[Written request a] In the listing, render the lines as a numbered list with blank lines omitted, starting with the line that contains "#detect water ripple" and going on through the line that contains "top-left (0, 0), bottom-right (1240, 369)".

[Selected excerpt]
»»

Some discussion regarding normative dimensions or domains of affect seems important given the emergence of infant and child-focused CA work. Recent research documenting and describing the subtle and delicate nature of multi-modal social practices underpinning early parent-child talk-in-interaction is drawing attention to the social-semiotic embodied dimensions of affective-normativity (e.g., Cekaite, 2016; Kern, 2018; Holm Kvist, 2018). From the outset, whatever we are calling the infant’s “experience” or consciousness is interdependent with the specific social and cultural practices surrounding birth, childhood, dependency, mothering, asymmetry – i.e., whatever makes up the matrix of social practices surrounding the infant. However, even to use a term such as “surrounding” immediately draws attention to difficulties regarding what is presupposed by categories and constructs such as personhood, individuality, separation, subject, and object, and in fact, all those terms and associations brought into play when we seek to understand what makes for a socially shared normativity. One can imagine that a CA perspective on what an affect-focused socially shared normativity would constitute, would be one where whatever we understand as mutual engagement, is something where the mutuality being displayed is viewed as evidence that there exists (and is in play) a normative system oriented to by the participants who are involved in “doing engagement” or joint participation. However, can one successfully “perform” doing-being-emotionally engaged, such that said performance is open to scrutiny and reflexive accountability? Part of the difficulty surrounding thinking about affective dimensions of normativity (i.e., those conventions and practices associated with the display and performance of emotion) may be linked to the empirical requirements of CA, particularly that analytic interpretation should rest upon identifiable participant-oriented evidence in talk-in-interaction itself. Such a requirement may engender an avoidance for developing a theoretically informed discourse or set of descriptions for what constitutes affect or emotion.

««

[Data section]
»»

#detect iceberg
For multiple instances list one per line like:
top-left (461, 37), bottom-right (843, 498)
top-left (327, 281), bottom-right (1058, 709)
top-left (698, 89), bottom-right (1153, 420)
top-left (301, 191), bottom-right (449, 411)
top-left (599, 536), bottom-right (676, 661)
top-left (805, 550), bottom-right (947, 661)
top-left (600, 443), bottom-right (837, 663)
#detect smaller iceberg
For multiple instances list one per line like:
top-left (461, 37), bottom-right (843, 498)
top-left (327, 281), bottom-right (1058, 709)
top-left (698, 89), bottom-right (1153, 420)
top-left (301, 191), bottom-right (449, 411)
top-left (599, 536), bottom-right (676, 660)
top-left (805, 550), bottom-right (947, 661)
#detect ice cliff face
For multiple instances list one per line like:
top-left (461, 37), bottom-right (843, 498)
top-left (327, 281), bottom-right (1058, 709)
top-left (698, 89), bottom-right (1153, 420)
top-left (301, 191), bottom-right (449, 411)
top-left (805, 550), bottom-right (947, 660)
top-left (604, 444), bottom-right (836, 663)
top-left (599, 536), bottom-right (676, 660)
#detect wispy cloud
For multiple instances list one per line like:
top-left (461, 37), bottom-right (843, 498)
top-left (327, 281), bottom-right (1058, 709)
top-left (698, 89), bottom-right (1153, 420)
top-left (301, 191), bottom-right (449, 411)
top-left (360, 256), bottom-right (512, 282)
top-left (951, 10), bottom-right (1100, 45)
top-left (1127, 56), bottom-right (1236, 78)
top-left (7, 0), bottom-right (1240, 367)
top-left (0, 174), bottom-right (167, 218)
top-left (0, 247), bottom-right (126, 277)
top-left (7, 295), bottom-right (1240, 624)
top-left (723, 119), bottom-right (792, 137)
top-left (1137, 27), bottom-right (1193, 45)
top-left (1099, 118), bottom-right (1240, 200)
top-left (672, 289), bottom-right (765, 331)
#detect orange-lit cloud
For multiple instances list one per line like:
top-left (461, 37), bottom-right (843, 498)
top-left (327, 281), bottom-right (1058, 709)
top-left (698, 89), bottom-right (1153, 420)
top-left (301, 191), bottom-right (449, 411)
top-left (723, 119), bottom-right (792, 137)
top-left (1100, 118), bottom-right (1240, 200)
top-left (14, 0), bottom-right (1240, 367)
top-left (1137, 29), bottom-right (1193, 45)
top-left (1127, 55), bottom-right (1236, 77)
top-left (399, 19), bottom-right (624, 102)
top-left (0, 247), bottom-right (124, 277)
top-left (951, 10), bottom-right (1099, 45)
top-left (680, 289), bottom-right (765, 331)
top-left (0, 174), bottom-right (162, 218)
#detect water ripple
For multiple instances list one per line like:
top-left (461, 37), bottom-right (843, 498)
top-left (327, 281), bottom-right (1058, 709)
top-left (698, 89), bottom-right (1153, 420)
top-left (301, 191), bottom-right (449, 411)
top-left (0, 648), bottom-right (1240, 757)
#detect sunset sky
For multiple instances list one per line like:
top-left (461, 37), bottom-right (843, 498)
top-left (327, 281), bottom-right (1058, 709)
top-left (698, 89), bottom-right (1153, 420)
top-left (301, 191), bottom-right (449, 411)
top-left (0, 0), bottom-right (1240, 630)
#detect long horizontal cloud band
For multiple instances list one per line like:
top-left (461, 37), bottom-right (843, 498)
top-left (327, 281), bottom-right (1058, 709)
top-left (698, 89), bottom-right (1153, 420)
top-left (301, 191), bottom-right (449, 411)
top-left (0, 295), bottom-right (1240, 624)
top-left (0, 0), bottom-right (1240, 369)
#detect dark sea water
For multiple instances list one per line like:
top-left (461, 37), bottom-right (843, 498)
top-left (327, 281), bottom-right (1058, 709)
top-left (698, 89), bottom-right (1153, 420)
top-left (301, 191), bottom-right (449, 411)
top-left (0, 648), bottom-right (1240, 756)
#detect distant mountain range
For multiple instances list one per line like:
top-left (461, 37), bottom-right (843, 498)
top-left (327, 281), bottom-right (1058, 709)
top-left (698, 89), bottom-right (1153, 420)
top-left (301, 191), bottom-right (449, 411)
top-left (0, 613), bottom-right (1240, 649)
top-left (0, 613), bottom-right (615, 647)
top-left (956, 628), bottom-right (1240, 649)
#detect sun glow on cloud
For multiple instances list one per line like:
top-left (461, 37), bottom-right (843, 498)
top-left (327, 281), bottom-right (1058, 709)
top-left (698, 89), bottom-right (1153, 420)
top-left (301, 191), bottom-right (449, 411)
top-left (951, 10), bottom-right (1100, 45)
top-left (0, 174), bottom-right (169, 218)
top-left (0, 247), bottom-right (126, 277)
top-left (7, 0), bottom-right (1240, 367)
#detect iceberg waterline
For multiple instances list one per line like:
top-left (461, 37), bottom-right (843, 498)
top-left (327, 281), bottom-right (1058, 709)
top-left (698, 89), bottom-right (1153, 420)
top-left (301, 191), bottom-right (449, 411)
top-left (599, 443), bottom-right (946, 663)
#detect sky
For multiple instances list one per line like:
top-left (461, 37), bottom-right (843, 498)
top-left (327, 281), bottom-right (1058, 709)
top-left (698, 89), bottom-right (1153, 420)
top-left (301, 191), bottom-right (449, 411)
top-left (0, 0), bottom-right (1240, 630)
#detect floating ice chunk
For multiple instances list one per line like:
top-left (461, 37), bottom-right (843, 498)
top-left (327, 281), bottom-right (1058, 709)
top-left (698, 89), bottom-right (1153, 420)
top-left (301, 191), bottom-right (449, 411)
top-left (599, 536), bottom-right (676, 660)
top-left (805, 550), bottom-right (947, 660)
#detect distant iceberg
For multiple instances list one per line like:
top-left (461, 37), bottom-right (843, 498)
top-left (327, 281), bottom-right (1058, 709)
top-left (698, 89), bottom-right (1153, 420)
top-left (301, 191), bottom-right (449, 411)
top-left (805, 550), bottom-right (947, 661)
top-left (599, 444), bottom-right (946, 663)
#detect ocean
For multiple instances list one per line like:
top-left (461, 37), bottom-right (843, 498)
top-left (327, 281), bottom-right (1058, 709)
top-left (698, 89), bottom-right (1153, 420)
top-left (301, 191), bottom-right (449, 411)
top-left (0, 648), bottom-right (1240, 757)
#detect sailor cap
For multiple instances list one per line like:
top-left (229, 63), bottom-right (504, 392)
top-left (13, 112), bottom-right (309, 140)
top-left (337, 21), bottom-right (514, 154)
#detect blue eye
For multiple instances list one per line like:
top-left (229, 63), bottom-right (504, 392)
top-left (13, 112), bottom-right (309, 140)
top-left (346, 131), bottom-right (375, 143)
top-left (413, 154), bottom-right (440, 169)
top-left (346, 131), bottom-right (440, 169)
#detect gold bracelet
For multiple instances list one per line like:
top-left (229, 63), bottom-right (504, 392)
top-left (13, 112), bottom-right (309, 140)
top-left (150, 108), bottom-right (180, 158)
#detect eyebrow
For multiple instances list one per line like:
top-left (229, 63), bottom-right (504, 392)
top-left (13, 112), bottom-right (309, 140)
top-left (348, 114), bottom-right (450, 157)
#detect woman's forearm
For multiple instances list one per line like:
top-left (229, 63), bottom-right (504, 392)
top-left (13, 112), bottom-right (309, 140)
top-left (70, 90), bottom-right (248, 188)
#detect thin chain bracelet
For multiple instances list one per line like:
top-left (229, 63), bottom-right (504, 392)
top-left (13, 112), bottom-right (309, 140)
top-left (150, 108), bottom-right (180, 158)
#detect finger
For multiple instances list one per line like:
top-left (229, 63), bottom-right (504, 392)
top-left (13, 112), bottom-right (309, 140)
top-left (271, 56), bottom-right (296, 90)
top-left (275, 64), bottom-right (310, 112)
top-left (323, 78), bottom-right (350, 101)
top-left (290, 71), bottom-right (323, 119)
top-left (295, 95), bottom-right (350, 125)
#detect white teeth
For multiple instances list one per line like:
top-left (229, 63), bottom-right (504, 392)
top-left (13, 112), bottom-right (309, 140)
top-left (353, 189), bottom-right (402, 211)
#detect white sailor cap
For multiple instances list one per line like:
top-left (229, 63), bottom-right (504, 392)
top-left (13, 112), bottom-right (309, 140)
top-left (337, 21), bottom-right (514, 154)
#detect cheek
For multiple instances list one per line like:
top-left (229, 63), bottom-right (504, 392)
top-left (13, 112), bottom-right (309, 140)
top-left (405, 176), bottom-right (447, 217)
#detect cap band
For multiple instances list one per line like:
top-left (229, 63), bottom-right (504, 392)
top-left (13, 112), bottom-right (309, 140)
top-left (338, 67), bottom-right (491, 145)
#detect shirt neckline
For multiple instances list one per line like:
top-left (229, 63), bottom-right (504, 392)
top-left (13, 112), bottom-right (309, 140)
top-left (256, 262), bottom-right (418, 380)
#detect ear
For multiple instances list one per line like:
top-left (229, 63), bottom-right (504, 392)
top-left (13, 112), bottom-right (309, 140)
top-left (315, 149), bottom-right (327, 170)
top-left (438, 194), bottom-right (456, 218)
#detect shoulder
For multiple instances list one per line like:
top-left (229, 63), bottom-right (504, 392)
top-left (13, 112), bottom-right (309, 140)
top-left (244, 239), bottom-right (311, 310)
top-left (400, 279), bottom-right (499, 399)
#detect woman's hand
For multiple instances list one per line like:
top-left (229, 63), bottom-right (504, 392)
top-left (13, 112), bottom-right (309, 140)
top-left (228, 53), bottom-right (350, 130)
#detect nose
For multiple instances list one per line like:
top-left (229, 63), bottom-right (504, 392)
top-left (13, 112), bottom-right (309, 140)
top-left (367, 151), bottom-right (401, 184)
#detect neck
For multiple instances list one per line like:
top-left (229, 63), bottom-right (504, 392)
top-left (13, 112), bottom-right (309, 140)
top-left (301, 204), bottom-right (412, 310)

««

[Written request b]
Answer these questions about the passage on affect and normativity, one a line:
(i) Which three works does it cite as examples of recent research?
(ii) According to the empirical requirements of CA, what should analytic interpretation rest upon?
(iii) What avoidance may such a requirement engender?

[Reply a]
1. #detect water ripple
2. For multiple instances list one per line like:
3. top-left (461, 37), bottom-right (843, 498)
4. top-left (327, 281), bottom-right (1058, 709)
5. top-left (698, 89), bottom-right (1153, 420)
6. top-left (301, 191), bottom-right (449, 411)
7. top-left (0, 648), bottom-right (1240, 757)
8. #detect sunset sky
9. For multiple instances list one per line like:
10. top-left (461, 37), bottom-right (843, 498)
11. top-left (327, 281), bottom-right (1058, 709)
12. top-left (698, 89), bottom-right (1153, 420)
13. top-left (301, 191), bottom-right (449, 411)
14. top-left (0, 0), bottom-right (1240, 630)
15. #detect long horizontal cloud band
16. For multiple instances list one per line like:
17. top-left (461, 37), bottom-right (843, 498)
18. top-left (327, 281), bottom-right (1058, 709)
19. top-left (698, 89), bottom-right (1153, 420)
20. top-left (301, 191), bottom-right (449, 411)
21. top-left (0, 295), bottom-right (1240, 624)
22. top-left (0, 0), bottom-right (1240, 369)

[Reply b]
(i) Cekaite, 2016; Kern, 2018; Holm Kvist, 2018.
(ii) Identifiable participant-oriented evidence in talk-in-interaction itself.
(iii) An avoidance for developing a theoretically informed discourse or set of descriptions for what constitutes affect or emotion.